■ **Exercício proposto**: Diga se cada afirmação está de acordo com o texto sobre Nuno Júdice. Responda sim ou não e cite as palavras exatas do texto que o decidem. (a) Nuno Júdice ainda é um pouco desconhecido do público em geral. (b) A poesia de António Franco Alexandre é descrita como pura e límpida. (c) A qualidade da poesia depende do número de prémios recebidos.

■ **Texto**:
>>>
Por um lado podemos afirmar ser hoje Nuno Júdice um dos três ou quatro nomes mais importantes da actual poesia portuguesa, além da sua importância ao nível da ficção. Por outro lado, e de certa forma, ainda é um pouco desconhecido do público em geral. É evidente que a qualidade da poesia e da literatura em geral não está (a atribuição do Nobel é disso um exemplo claro) dependente do número de prémios ou galardões, nem do número de livros editados, mas, parece-me óbvio existir alguma injustiça (que naturalmente, só o tempo se encarregará de consubstanciar ou não, como sempre fez com todas as obras e autores), nesse aparente desconhecimento que algum público, inclusive o da poesia, ainda demonstra em relação a Nuno Júdice e concretamente à sua extraordinária obra.
Podendo a poesia de Nuno Júdice ser considerada uma poesia pura e límpida, contrariamente a um António Franco Alexandre, possuidor de uma poesia bastante densa, ela é contudo na sua essência uma poesia que nos pode remeter a muitas abordagens em torno do poético, inclusive sobre o espaço na contemporaneidade e na sociedade pós-moderna, com o predomínio da “linguagem” em torno do consumo e do capital, do gosto do efémero e das experiências de vida inauditas, tornando o olhar do sujeito lírico como que um espelho reflector das paisagens e espaços que se cruzam de forma quase apocalíptica. A vida atribuída a essas “personagens”, cidade, aldeia, o sujeito pensante e o próprio poema, o branco e o negro, tornam assim mais complexa uma poesia que de certa forma é uma corrente de água transparente e colorida, transbordando em direcções várias.
<<<
■ **Dados fornecidos**:
>>>
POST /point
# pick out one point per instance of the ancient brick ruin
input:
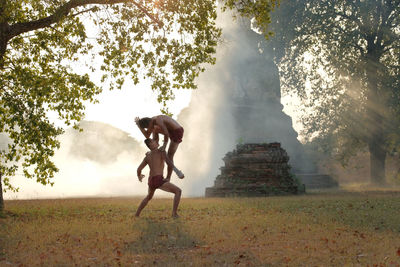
<<<
■ **Resposta**:
(a) Sim: «ainda é um pouco desconhecido do público em geral».
(b) Não: «contrariamente a um António Franco Alexandre, possuidor de uma poesia bastante densa».
(c) Não: «É evidente que a qualidade da poesia e da literatura em geral não está (a atribuição do Nobel é disso um exemplo claro) dependente do número de prémios ou galardões».